Prompt A: According to the passage on Long Pond, Pennsylvania, what is the community's ZIP code?

Text passage:
## Start

Unincorporated community in Pennsylvania, US

Long Pond is an unincorporated community in Monroe County in the Pocono Mountains region of Pennsylvania, a part of the Appalachian Mountains. Long Pond is located within the Tunkhannock Creek Watershed. Its ZIP code is 18334.

==Geography==
Long Pond is named after the wetland topography formed by Tunkhannock Creek. Within the Long Pond community are public access lands, containing many species of plants and animals. Long Pond has been called "the most unique inland freshwater wetland in the state".

The climate of Long Pond is variable, and ecosystems vary considerably. Ecosystems range from glacial till barrens habitat, known for frost pockets and unique species and associated insects. Mixed hardwood deciduous forests and vast peat bog swamps. Frost pockets can occur in this region in typically frost free months of June, July, and August.

==Demographics==
Long Pond is a sparsely populated, rural area. It has a population of about 7,000 people, and the demographics are approximately: 54.6% Caucasian/White, 26.4% African American,5% Asian, and 13% Hispanic. At $180,000 the average home value here is a bit higher than average. The median age is 39. The median age for men is 38 while for women the median age is 40.

==Economy==
Economically, Long Pond is primarily known as the location of Pocono Raceway, a track which hosts an annual NASCAR Cup Series race, The Great American Getaway 400, in July, and other events. The track formerly hosted a second NASCAR Cup Series race, the Pocono Organics CBD 325, and an IndyCar race, the Pocono 500.

In July 1972 the Concert 10 rock festival brought thousands to Long Pond. Edgar Winter, Three Dog Night, the Faces featuring Rod Stewart, and others performed during the two day festival.

Long Pond hosts an annual electronic music showcase called Elements Music and Arts Festival.

## End

Extracted records:
## Start

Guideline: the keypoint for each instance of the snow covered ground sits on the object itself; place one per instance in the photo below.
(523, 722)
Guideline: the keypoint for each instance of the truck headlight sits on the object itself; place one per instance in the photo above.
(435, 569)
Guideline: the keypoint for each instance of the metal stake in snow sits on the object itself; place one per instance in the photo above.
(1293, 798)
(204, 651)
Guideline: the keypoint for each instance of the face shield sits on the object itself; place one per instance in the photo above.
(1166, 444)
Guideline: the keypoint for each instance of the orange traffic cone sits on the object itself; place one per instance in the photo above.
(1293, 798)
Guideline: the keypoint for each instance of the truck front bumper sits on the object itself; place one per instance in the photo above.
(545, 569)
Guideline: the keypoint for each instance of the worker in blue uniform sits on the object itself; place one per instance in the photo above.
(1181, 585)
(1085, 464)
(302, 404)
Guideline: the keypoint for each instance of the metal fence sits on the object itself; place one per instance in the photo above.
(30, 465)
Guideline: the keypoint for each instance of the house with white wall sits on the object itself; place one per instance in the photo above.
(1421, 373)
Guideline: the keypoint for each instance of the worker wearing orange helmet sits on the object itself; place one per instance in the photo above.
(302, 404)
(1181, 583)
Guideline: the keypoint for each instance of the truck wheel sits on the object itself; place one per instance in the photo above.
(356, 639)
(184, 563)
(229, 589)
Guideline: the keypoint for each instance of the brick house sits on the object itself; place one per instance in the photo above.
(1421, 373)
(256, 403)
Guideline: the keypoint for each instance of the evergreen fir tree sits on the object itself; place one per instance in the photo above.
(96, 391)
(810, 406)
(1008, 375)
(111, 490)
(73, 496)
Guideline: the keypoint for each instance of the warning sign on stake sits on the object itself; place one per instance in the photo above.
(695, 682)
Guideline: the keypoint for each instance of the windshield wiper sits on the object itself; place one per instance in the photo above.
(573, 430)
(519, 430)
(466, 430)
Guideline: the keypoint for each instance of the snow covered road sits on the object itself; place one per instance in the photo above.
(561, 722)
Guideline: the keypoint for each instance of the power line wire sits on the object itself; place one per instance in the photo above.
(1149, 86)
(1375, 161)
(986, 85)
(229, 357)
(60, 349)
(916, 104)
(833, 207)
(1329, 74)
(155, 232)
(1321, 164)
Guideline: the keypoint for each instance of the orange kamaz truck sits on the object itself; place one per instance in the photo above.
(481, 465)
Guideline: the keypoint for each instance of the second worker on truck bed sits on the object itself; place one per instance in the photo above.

## End

Prompt B: Set down, without any change, the rows from the line containing "Guideline: the keypoint for each instance of the metal fence" through the line containing "(1181, 583)", including both of those lines.

Task output A: 18334

Task output B:
Guideline: the keypoint for each instance of the metal fence sits on the object itself; place one per instance in the photo above.
(30, 465)
Guideline: the keypoint for each instance of the house with white wall sits on the object itself; place one per instance in the photo above.
(1421, 373)
Guideline: the keypoint for each instance of the worker wearing orange helmet sits on the object itself; place one per instance in the photo above.
(302, 404)
(1181, 583)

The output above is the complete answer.